**PAGE TEXT:**

Open movingheart opened 8 years ago
Has this bug fixed yet?
@denity , if you're referring to :
2017-05-18 11:25:57 [twisted] CRITICAL: Unhandled Error
Traceback (most recent call last):
File "/home/paul/.virtualenvs/scrapy-jsonrpc.py2/local/lib/python2.7/site-packages/twisted/protocols/basic.py", line 571, in dataReceived
why = self.lineReceived(line)
File "/home/paul/.virtualenvs/scrapy-jsonrpc.py2/local/lib/python2.7/site-packages/twisted/web/http.py", line 1811, in lineReceived
self.allContentReceived()
File "/home/paul/.virtualenvs/scrapy-jsonrpc.py2/local/lib/python2.7/site-packages/twisted/web/http.py", line 1906, in allContentReceived
req.requestReceived(command, path, version)
File "/home/paul/.virtualenvs/scrapy-jsonrpc.py2/local/lib/python2.7/site-packages/twisted/web/http.py", line 771, in requestReceived
self.process()
--- <exception caught here> ---
File "/home/paul/.virtualenvs/scrapy-jsonrpc.py2/local/lib/python2.7/site-packages/twisted/web/server.py", line 190, in process
self.render(resrc)
File "/home/paul/.virtualenvs/scrapy-jsonrpc.py2/local/lib/python2.7/site-packages/twisted/web/server.py", line 241, in render
body = resrc.render(self)
File "/home/paul/.virtualenvs/scrapy-jsonrpc.py2/local/lib/python2.7/site-packages/scrapy_jsonrpc/txweb.py", line 11, in render
return self.render_object(r, txrequest)
File "/home/paul/.virtualenvs/scrapy-jsonrpc.py2/local/lib/python2.7/site-packages/scrapy_jsonrpc/txweb.py", line 14, in render_object
r = self.json_encoder.encode(obj) + "\n"
File "/home/paul/.virtualenvs/scrapy-jsonrpc.py2/local/lib/python2.7/site-packages/scrapy_jsonrpc/serialize.py", line 89, in encode
return super(ScrapyJSONEncoder, self).encode(o)

**OBJECTIVE:** Continue the scrapy-jsonrpc bug thread from the point where its text stops.

(Object outline annotations)
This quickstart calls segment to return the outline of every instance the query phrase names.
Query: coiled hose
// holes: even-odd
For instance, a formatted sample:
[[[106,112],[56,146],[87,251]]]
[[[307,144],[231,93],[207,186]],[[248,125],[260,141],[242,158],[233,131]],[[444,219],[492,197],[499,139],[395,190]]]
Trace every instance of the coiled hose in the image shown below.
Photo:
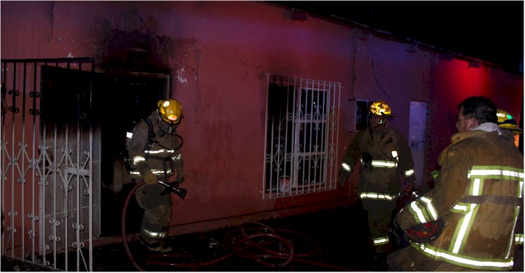
[[[122,236],[124,248],[133,265],[139,271],[146,271],[142,268],[133,255],[127,241],[126,232],[126,214],[127,206],[132,196],[139,188],[144,184],[144,181],[137,183],[126,198],[122,215]],[[279,233],[288,233],[289,237],[281,236]],[[290,236],[291,235],[291,236]],[[216,244],[218,245],[219,244]],[[259,223],[249,222],[241,225],[239,228],[232,229],[226,232],[223,237],[222,249],[220,253],[215,253],[213,257],[204,257],[201,252],[195,255],[186,253],[152,253],[144,258],[144,261],[151,265],[190,268],[196,271],[202,267],[209,267],[219,262],[224,261],[233,254],[241,258],[250,258],[267,267],[284,267],[292,261],[328,267],[344,271],[356,271],[353,269],[318,263],[304,258],[312,255],[320,250],[318,243],[312,237],[293,230],[271,228]],[[294,246],[303,246],[304,249],[311,250],[304,253],[298,253]]]

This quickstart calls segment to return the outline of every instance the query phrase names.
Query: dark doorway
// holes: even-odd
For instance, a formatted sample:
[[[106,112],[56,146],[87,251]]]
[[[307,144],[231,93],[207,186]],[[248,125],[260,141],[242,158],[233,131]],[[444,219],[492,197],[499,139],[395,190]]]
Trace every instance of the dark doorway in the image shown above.
[[[157,108],[165,97],[168,76],[97,73],[93,104],[100,117],[102,237],[121,234],[124,202],[134,186],[123,167],[126,132]],[[134,198],[128,204],[127,227],[139,229],[142,210]]]

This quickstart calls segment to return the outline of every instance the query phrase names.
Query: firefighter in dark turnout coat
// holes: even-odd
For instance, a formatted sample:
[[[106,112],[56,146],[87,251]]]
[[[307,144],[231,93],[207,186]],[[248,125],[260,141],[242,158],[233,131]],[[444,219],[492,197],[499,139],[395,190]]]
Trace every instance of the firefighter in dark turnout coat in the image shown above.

**ANSWER FOR THE TASK:**
File "/usr/lib/python2.7/json/encoder.py", line 207, in encode
chunks = self.iterencode(o, _one_shot=True)
File "/usr/lib/python2.7/json/encoder.py", line 270, in iterencode
return _iterencode(o, 0)
File "/home/paul/.virtualenvs/scrapy-jsonrpc.py2/local/lib/python2.7/site-packages/scrapy_jsonrpc/serialize.py", line 109, in default
return super(ScrapyJSONEncoder, self).default(o)
File "/usr/lib/python2.7/json/encoder.py", line 184, in default
raise TypeError(repr(o) + " is not JSON serializable")
exceptions.TypeError: <scrapy.crawler.Crawler object at 0x7f14cac75dd0> is not JSON serializable
when accessing http://localhost:<webserviceport>/crawler
,
then I believe it's not a valid bug.
With Python 2.7, scrapy 1.3.3 and scrapy-jsonrpc and a simple spider like this:
# -*- coding: utf-8 -*-
import scrapy
class ExampleSpider(scrapy.Spider):
name = "example"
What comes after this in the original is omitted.